• **DIRECTIVE**
Select every line in the data below that contains the word "wheel" and copy those lines. Case counts.

Saved entries:
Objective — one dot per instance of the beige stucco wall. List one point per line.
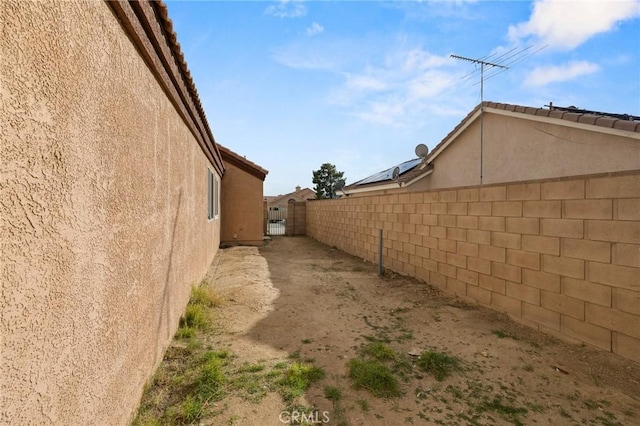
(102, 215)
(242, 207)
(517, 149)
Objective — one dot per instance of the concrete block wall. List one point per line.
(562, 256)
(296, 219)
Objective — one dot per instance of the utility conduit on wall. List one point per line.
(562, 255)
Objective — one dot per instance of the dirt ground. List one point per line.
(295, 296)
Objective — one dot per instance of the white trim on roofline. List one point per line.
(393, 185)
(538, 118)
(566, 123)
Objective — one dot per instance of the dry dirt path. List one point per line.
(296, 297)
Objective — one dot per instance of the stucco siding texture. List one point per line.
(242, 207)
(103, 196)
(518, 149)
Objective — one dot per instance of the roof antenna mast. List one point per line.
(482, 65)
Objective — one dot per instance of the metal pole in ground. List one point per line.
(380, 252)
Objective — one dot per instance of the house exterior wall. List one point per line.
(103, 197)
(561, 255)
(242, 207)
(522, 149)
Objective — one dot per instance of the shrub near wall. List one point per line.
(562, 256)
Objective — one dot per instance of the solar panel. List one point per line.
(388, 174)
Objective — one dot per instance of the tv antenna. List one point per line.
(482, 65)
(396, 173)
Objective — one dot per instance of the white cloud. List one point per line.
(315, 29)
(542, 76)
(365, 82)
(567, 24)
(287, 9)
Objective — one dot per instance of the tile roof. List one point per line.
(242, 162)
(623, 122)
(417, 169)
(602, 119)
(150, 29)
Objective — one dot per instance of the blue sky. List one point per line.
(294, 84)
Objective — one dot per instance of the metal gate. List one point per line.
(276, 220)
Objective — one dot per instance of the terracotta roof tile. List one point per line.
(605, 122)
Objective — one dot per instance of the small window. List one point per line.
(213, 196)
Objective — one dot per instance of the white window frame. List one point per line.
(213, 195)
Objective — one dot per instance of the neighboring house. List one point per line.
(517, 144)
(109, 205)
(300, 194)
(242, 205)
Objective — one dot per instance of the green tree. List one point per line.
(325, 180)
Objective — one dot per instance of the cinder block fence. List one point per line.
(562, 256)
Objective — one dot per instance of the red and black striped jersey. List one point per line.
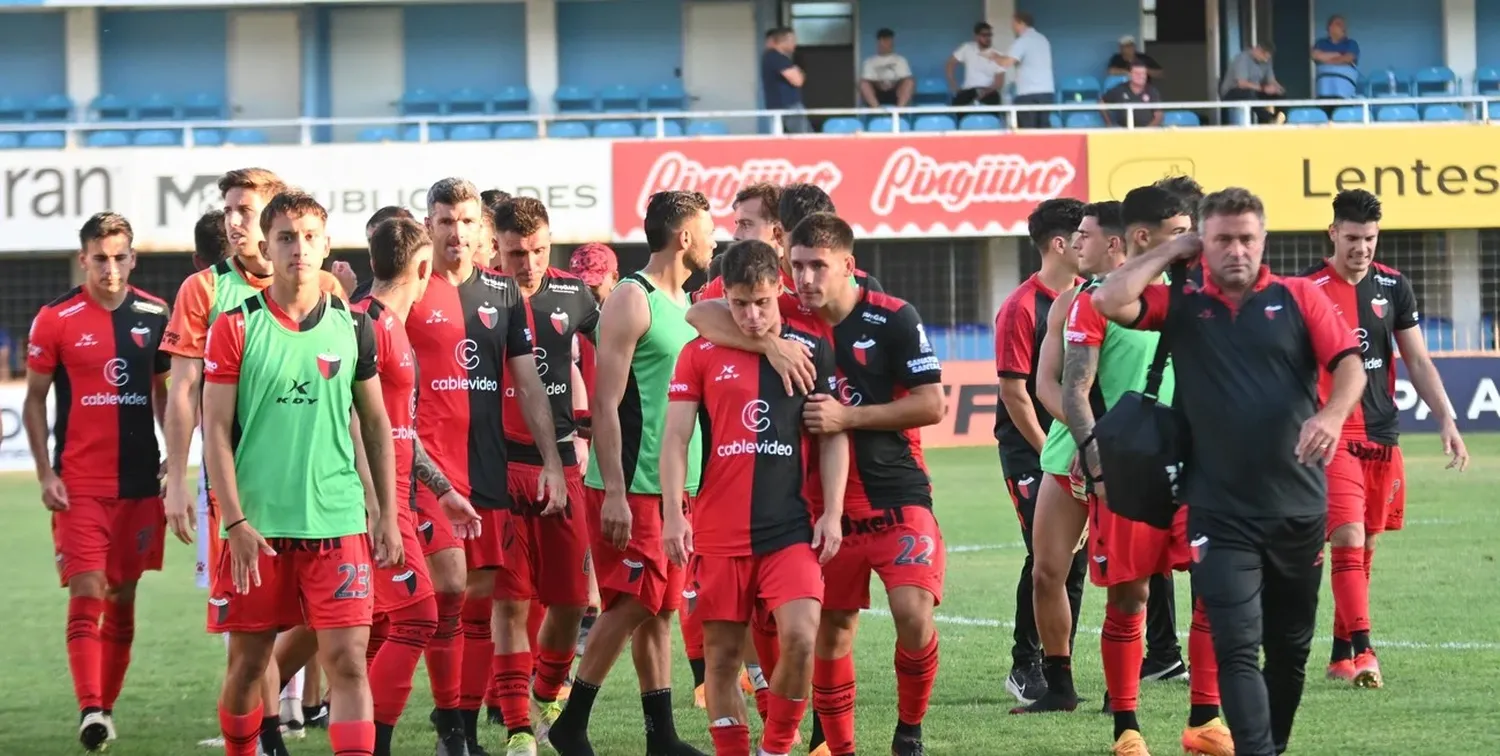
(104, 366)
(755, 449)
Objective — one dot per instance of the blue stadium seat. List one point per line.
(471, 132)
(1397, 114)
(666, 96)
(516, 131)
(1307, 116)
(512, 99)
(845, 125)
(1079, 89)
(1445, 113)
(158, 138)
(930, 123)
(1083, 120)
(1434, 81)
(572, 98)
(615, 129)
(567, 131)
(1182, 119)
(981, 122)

...

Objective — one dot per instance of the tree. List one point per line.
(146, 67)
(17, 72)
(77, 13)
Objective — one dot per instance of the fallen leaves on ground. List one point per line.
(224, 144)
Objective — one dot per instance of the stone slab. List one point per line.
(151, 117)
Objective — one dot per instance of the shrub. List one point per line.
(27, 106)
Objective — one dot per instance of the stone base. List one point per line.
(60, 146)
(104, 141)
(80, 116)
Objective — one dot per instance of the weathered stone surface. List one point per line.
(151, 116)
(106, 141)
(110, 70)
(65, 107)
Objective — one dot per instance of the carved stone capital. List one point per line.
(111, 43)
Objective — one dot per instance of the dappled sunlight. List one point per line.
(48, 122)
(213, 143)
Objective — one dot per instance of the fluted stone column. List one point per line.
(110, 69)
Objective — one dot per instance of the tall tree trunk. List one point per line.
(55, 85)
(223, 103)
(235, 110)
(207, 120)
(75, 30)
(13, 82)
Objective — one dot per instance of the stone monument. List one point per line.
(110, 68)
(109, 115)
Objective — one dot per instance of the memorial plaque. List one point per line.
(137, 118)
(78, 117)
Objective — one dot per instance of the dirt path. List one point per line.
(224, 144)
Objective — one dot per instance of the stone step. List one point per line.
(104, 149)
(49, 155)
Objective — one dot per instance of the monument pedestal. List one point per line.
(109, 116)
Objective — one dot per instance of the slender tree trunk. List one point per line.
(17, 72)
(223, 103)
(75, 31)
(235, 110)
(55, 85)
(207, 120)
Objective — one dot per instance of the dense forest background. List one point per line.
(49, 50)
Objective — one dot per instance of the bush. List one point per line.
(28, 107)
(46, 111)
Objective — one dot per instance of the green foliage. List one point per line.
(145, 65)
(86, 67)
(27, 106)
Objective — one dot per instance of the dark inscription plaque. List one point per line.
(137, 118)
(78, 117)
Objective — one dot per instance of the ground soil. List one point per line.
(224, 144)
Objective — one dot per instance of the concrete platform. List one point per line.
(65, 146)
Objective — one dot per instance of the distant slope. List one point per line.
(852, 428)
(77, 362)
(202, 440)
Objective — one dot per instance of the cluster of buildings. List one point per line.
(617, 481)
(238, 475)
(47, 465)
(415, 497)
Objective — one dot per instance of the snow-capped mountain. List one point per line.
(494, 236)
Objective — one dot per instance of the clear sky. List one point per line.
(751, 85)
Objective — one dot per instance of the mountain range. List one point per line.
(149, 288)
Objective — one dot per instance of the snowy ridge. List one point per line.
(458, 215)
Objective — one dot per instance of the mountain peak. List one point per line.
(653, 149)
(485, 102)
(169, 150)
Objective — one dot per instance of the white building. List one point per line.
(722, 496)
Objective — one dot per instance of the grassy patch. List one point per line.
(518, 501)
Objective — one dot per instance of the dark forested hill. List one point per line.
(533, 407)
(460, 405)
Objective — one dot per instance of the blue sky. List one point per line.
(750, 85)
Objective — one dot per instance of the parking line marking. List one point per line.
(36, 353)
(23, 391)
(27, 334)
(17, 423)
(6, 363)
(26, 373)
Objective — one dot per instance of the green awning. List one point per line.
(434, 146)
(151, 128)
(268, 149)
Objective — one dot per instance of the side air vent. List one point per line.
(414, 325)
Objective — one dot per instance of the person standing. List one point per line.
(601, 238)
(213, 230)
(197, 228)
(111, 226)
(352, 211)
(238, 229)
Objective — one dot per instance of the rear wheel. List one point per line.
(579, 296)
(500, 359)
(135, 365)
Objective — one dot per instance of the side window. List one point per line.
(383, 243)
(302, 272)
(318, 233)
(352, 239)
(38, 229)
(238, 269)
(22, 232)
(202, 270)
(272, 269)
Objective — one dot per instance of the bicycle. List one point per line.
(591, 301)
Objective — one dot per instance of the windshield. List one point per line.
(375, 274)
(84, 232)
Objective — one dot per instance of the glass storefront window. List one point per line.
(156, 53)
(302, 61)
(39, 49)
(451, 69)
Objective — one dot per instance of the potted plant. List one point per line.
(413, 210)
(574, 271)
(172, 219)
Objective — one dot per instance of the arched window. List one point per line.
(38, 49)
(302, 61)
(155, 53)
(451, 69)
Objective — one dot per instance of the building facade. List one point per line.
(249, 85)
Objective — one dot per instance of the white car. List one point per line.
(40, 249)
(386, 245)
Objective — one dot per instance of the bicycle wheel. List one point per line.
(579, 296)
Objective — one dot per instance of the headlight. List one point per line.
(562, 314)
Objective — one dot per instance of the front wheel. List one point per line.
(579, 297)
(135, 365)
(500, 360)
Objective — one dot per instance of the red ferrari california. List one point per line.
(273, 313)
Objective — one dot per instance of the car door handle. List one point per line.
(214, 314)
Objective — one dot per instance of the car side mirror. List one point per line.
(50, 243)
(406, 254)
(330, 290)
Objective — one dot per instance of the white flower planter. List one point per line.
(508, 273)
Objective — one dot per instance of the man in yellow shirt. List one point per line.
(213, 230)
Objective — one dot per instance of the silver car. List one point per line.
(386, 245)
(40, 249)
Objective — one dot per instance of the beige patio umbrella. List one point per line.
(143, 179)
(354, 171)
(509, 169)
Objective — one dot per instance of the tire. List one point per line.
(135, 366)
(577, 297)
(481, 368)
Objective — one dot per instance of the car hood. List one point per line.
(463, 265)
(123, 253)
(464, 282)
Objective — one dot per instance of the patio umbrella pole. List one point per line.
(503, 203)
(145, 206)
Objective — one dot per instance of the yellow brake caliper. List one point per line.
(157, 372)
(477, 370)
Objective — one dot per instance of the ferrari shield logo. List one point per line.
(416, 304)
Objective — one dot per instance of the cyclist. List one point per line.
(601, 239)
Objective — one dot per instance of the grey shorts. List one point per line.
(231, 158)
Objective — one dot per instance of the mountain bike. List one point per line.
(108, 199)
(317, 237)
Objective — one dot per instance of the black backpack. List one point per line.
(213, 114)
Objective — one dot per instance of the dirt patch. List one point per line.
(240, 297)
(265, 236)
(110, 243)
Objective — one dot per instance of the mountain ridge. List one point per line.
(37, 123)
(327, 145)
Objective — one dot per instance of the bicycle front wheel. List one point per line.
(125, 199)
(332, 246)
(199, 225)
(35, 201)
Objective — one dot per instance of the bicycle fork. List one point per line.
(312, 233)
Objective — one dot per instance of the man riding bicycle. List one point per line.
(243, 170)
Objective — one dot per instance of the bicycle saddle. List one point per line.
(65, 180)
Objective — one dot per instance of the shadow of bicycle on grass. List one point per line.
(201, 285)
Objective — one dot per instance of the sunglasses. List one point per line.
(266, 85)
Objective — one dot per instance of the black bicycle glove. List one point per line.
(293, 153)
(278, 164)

• **RESPONSE FOR THIS EXERCISE**
Objective — one dot per instance of the rear wheel. List one point per line.
Objective — one dot per instance of the bicycle wheel. List one point per line.
Objective — one dot per instance of the front wheel. List one point per line.
Objective — one dot per instance of the bicycle front wheel. List one point per line.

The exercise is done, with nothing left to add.